**Entradas de datos extraídos:**

· · · · ·

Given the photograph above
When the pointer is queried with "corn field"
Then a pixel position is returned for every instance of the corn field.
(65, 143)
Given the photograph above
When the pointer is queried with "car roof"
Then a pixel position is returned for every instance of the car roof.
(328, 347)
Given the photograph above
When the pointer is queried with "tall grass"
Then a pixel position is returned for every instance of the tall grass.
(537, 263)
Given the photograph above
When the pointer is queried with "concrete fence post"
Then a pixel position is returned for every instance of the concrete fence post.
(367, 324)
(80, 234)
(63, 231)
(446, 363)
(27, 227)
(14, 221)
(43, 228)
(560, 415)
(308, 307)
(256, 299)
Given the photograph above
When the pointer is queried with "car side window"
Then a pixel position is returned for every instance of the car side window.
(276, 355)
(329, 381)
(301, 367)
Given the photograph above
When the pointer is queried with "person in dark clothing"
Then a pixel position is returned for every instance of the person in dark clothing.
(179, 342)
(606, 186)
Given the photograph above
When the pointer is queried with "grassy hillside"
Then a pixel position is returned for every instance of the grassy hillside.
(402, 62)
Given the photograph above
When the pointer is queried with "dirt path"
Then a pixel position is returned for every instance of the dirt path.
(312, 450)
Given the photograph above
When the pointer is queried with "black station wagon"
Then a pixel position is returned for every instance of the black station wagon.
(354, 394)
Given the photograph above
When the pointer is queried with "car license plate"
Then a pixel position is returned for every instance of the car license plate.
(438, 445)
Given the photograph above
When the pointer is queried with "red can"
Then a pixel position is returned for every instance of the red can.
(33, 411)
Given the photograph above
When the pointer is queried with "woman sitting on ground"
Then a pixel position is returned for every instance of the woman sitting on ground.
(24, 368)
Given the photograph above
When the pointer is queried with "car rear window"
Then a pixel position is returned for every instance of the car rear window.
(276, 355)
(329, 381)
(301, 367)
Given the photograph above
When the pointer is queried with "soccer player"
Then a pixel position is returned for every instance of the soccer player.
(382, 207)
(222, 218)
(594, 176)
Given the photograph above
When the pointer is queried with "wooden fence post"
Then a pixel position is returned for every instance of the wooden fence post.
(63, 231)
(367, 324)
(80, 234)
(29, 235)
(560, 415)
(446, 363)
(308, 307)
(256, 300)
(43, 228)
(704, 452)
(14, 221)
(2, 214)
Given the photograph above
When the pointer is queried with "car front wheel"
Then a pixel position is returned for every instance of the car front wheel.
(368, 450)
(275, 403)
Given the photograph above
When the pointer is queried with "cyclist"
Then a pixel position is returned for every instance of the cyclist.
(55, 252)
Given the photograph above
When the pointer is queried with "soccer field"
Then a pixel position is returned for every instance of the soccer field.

· · · · ·

**INSTRUCCIONES:** Indica cuántas líneas de las entradas contienen la cadena "corn". Responde solo con el número.

**RESPUESTA:** 2